Em novembro, até o programa de Sean Hannity na Fox cortou o anúncio nervoso de Trump de sua terceira corrida presidencial. O ex-presidente instou os republicanos a capitalizar sua “grande vitória” – na verdade, um fiasco, pelo qual sua própria intromissão nas eleições de meio de mandato foi culpada – e “fazer (um) acordo” para instalar McCarthy. Suas súplicas foram ignoradas.

Em um Congresso que historicamente levou muito tempo para eleger um presidente, o processo que Trump instigou caminha para um beco sem saída. Durante o impasse de uma semana, enquanto a maioria republicana lutava entre si, o governo foi incapaz de funcionar, embora na verdade talvez não tenha interesse em ser monotonamente funcional. Para os herdeiros de Trump, a política é drama, e o exercício do poder consiste em se apresentar para as câmeras. Entre as votações inconclusivas dos oradores, vários republicanos proclamaram com valentia que tudo estava como planejado. Um deputado, ao nomear McCarthy para a quarta votação, disse que “o povo americano está no comando” e exclamou “como temos sorte por sermos cidadãos do maior país da história do mundo”.
■ ■ ■ ■
## Suas tarefas:
(a) Liste todas as pessoas mencionadas pelo nome no texto sobre Trump e McCarthy.
(b) No texto sobre Trump e McCarthy, quanto tempo durou o impasse enquanto a maioria republicana lutava entre si?
(c) Escreva a continuação do texto sobre Trump e McCarthy, começando logo após a última frase dele.

## Trecho dos dados:
■ ■ ■ ■
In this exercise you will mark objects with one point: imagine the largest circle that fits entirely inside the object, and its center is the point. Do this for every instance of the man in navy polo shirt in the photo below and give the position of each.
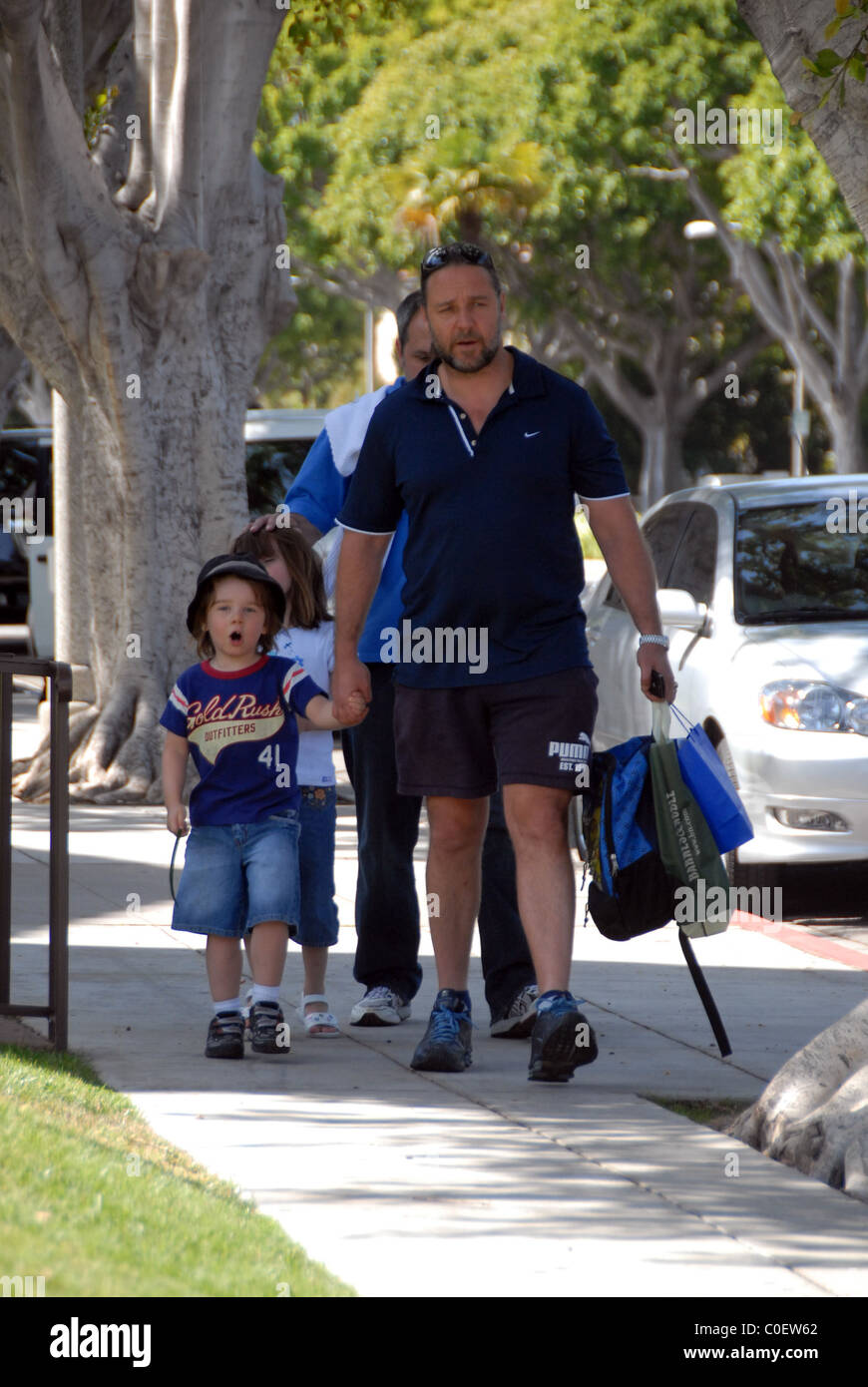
■ ■ ■ ■
## Resultados do exercício:
(a) Sean Hannity, Trump e McCarthy.

(b) O impasse durou uma semana.

(c)
Hoje, com os republicanos de volta ao poder na Câmara, o país tem inimigos inteiramente locais

Um colega que apresentou um candidato rival disse “estamos fazendo história aqui” – sim, mas do tipo errado, pois a última vez que tal impasse ridículo ocorreu foi em 1923. O Departamento de Estado até se sentiu compelido a encobrir o constrangimento do país, anunciando que as disputas nos bastidores e a esquálida troca de favores mostravam ao mundo como era a democracia quando funciona com afinco.

Alexandria Ocasio-Cortez foi mais sincera depois de ser pega numa confusão com os republicanos Matt Gaetz e Paul Gosar, um improvável par de confederados para esta democrata incendiária: Gaetz foi acusado de tráfico sexual pelas fronteiras estaduais e Gosar uma vez tuitou um vídeo que o mostrava cortando a garganta de ­Ocasio-Cortez com uma espada. Ela explicou que os três discutiam as regras para o adiamento de uma sessão do Congresso. “No caos”, ela acrescentou com entusiasmo, “tudo é possível.”

Mike Fanone, ex-policial, também parecia se divertir. Durante o ataque ao Capitólio, os manifestantes o espancaram com canos, o atordoaram com uma pistola Taser e ameaçaram atirar nele com sua própria arma. Ele sofreu um ataque cardíaco, queimaduras e lesões cerebrais traumáticas, mas conseguiu um contrato para um livro e uma aparição na CNN por suas dores. Ao saber que McCarthy se instalava prematuramente no gabinete do presidente, Fanone fez uma visita de cortesia – apenas, como ele disse, “para esfregar na cara”.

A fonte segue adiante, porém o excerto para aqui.